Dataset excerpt
• • •
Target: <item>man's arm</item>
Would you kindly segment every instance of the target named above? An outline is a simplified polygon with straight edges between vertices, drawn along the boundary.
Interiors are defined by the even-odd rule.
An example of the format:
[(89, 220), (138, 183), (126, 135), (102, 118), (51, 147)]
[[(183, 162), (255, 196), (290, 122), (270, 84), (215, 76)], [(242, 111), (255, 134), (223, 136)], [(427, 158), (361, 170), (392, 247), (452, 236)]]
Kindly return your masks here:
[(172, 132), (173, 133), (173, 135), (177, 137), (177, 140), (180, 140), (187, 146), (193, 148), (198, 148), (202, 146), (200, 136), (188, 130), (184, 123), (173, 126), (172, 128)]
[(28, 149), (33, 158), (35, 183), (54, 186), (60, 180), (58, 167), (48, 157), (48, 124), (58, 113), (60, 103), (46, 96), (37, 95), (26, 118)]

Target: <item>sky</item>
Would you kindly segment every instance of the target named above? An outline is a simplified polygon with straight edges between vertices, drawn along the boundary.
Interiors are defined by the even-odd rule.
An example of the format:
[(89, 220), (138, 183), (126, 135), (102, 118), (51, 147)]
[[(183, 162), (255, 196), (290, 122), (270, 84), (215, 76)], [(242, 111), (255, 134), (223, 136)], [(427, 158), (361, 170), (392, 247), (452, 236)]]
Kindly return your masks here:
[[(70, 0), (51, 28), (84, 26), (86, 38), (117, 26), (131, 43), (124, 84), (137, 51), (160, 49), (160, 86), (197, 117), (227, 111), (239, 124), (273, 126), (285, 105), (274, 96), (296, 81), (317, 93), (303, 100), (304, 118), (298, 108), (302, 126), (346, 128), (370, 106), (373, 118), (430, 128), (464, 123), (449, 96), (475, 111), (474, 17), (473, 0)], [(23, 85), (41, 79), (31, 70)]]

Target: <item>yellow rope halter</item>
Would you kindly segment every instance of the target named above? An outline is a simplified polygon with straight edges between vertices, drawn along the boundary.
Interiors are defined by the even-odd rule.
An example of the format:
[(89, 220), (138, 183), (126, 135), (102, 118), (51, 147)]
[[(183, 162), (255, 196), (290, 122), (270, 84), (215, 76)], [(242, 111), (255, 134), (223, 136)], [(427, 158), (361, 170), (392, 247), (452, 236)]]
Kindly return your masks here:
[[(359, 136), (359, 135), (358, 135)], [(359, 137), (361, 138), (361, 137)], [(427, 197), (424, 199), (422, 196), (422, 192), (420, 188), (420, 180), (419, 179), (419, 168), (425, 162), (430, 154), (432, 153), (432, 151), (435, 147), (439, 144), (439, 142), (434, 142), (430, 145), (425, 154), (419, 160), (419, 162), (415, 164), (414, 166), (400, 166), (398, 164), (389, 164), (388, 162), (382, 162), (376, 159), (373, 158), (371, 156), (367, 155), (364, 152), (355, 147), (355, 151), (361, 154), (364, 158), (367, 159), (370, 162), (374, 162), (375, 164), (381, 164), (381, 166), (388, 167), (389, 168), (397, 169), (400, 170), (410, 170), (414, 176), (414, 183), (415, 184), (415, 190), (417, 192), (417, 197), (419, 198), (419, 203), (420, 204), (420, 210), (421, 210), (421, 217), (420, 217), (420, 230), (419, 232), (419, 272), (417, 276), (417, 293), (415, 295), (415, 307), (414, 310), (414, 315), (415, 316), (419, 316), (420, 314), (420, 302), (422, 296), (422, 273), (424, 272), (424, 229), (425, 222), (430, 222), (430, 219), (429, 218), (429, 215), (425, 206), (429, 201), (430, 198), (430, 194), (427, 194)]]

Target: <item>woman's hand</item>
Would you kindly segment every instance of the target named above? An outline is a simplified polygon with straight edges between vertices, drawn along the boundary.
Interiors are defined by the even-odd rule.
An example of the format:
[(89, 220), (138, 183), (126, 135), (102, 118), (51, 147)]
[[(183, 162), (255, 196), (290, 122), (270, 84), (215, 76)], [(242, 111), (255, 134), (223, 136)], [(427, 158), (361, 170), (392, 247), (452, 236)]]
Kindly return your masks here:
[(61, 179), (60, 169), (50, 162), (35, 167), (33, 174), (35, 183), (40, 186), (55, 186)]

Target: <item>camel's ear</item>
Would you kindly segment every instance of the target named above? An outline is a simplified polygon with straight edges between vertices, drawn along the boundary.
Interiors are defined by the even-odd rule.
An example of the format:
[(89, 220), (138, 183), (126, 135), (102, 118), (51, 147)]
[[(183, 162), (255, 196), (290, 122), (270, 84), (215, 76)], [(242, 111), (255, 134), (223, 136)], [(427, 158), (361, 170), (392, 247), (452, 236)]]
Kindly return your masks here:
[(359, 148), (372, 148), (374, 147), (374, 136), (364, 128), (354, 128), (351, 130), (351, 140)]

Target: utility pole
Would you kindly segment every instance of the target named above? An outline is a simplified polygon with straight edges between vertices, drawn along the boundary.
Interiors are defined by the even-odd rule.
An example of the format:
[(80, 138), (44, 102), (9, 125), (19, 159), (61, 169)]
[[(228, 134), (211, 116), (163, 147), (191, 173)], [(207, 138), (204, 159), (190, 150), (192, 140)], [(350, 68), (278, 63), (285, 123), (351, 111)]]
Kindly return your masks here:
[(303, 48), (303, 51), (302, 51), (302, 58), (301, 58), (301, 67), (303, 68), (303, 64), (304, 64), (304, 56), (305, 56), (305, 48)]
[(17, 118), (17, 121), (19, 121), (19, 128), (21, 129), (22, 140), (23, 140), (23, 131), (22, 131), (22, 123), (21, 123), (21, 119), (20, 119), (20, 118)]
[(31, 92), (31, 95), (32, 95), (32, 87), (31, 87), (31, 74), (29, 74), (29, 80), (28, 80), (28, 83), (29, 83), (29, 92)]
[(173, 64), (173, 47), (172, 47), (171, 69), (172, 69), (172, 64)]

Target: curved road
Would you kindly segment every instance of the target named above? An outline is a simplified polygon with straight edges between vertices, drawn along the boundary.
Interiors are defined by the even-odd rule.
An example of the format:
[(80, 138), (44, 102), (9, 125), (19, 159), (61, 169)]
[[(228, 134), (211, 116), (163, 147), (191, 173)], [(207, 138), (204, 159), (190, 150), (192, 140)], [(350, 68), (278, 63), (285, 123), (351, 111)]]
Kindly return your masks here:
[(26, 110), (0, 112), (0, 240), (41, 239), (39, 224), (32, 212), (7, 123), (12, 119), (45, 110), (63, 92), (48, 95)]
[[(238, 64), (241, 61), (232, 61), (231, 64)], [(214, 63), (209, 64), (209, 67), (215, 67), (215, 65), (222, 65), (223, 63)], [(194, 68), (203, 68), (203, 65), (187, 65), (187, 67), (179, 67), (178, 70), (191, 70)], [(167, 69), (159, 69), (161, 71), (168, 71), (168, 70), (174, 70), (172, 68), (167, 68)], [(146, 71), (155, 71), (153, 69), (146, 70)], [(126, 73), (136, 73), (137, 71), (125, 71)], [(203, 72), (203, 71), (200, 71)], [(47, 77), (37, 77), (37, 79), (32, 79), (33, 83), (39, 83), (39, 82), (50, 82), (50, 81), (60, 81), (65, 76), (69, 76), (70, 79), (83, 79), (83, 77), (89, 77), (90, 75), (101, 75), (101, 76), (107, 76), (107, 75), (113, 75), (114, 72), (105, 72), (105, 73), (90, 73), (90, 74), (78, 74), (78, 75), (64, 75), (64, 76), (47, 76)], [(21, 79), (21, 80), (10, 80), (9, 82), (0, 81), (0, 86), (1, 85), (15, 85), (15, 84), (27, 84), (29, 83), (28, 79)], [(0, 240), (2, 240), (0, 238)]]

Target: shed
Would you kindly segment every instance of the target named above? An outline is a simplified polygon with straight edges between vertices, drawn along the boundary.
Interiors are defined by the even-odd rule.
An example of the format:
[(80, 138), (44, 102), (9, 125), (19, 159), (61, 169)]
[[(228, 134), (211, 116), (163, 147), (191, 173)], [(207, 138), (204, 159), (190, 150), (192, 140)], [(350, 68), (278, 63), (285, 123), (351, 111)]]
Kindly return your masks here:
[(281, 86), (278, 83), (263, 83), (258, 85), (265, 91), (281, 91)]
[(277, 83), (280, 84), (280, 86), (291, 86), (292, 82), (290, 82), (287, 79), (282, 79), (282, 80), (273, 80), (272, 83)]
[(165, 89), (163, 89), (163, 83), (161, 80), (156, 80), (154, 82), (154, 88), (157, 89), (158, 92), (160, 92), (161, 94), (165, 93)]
• • •
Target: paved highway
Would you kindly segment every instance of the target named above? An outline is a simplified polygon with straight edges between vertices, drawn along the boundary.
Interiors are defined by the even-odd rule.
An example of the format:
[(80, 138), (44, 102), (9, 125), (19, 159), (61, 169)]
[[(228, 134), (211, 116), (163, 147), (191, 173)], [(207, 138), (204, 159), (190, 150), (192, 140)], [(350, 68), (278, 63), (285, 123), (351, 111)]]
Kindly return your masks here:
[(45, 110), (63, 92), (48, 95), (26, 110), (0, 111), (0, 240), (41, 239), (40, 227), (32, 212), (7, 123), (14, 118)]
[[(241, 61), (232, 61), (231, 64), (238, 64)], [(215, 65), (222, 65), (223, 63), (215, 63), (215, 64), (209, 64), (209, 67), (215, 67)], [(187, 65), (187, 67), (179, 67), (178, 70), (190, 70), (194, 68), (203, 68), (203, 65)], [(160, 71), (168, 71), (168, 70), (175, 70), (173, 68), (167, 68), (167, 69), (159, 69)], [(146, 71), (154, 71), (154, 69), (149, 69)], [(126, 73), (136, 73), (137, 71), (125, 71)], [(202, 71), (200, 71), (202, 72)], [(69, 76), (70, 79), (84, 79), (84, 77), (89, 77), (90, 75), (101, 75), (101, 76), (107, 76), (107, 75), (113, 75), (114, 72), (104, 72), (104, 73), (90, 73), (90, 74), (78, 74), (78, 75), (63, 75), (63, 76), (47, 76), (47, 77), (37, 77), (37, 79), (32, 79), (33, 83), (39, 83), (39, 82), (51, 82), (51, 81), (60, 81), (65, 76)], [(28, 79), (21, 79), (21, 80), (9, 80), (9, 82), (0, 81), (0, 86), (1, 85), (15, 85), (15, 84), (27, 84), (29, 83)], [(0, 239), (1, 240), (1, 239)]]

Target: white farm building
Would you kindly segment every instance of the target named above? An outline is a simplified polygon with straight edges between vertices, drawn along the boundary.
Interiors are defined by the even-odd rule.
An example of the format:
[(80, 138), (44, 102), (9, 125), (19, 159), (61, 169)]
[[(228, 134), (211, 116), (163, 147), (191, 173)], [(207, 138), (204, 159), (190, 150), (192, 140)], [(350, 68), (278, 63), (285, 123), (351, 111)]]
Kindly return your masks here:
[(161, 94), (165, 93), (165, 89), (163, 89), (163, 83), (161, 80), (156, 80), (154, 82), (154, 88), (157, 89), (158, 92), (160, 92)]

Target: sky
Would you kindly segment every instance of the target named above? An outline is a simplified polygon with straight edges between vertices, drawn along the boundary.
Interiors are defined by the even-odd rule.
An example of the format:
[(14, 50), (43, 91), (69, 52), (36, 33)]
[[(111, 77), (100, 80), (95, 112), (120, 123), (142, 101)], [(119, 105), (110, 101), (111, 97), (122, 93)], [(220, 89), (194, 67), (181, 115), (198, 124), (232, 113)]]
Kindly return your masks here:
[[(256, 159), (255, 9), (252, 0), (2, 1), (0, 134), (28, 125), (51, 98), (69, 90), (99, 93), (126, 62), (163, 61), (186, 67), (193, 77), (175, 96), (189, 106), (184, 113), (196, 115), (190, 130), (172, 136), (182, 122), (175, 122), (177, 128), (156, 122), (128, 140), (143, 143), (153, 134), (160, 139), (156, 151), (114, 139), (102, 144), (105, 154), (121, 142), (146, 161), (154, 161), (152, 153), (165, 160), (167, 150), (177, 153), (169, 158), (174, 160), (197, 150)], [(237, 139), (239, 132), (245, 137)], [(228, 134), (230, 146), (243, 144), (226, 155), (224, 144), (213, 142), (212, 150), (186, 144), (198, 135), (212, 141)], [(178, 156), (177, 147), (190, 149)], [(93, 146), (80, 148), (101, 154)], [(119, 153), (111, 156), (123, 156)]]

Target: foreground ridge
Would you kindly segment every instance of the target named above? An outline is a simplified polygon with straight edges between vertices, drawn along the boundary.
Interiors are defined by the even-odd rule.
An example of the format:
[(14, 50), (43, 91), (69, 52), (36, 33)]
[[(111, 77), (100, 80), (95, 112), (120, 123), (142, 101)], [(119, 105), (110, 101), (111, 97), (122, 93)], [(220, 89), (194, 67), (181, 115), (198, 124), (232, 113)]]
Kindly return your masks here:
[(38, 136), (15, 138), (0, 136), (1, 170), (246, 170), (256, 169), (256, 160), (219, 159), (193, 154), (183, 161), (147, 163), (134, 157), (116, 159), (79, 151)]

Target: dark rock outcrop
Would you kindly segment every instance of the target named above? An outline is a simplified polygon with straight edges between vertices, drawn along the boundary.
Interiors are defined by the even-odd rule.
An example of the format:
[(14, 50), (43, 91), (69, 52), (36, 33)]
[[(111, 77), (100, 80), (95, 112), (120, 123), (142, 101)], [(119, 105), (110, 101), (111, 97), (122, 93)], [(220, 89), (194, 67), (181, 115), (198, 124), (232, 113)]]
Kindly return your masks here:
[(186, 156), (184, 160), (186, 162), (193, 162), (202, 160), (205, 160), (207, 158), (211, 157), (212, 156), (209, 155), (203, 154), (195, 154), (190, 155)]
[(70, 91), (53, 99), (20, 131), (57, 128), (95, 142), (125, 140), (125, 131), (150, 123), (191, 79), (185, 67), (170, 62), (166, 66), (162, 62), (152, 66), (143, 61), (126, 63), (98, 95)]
• • •
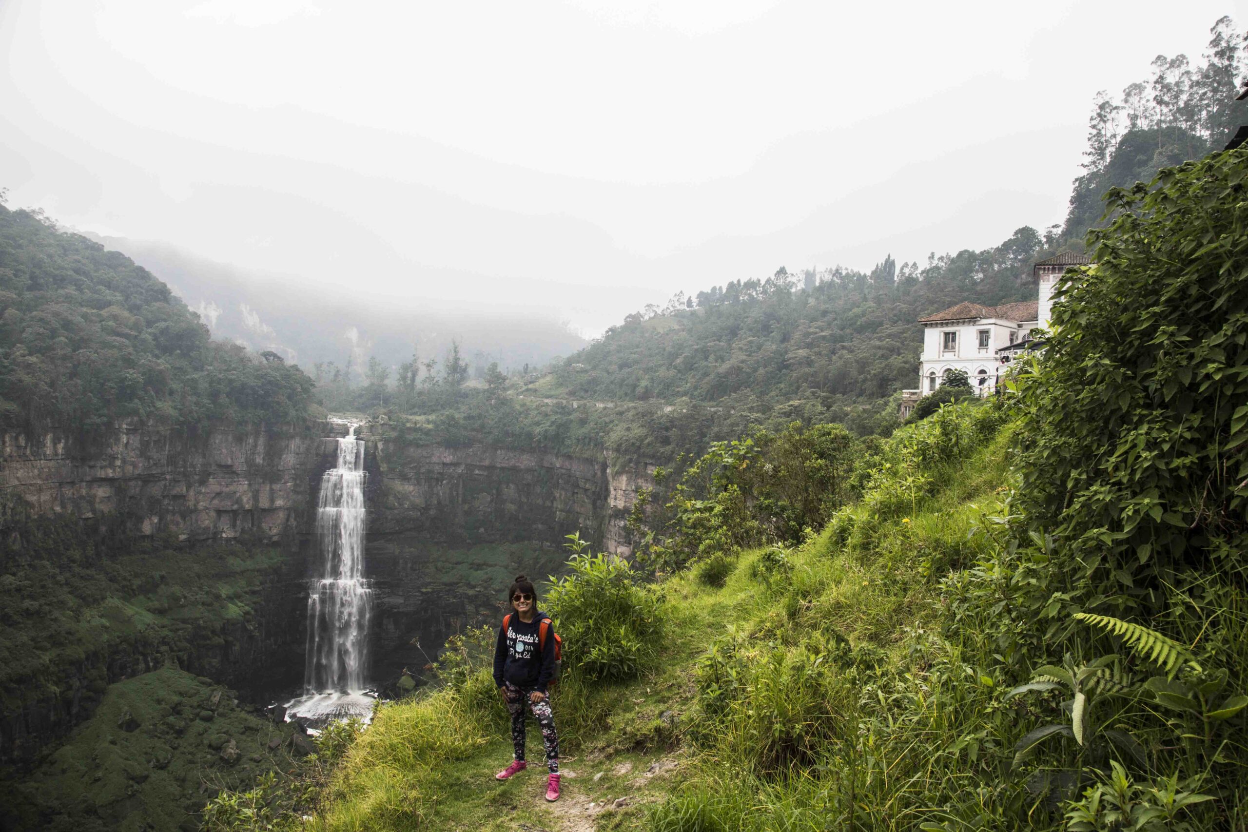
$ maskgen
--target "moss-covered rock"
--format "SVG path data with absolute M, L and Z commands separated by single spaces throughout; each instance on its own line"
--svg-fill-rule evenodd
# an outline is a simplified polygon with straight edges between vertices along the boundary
• • •
### Given request
Copy out every line in the items above that contains the string "rock", matching case exactly.

### Result
Target: dark rock outcrop
--target "moss-covered rock"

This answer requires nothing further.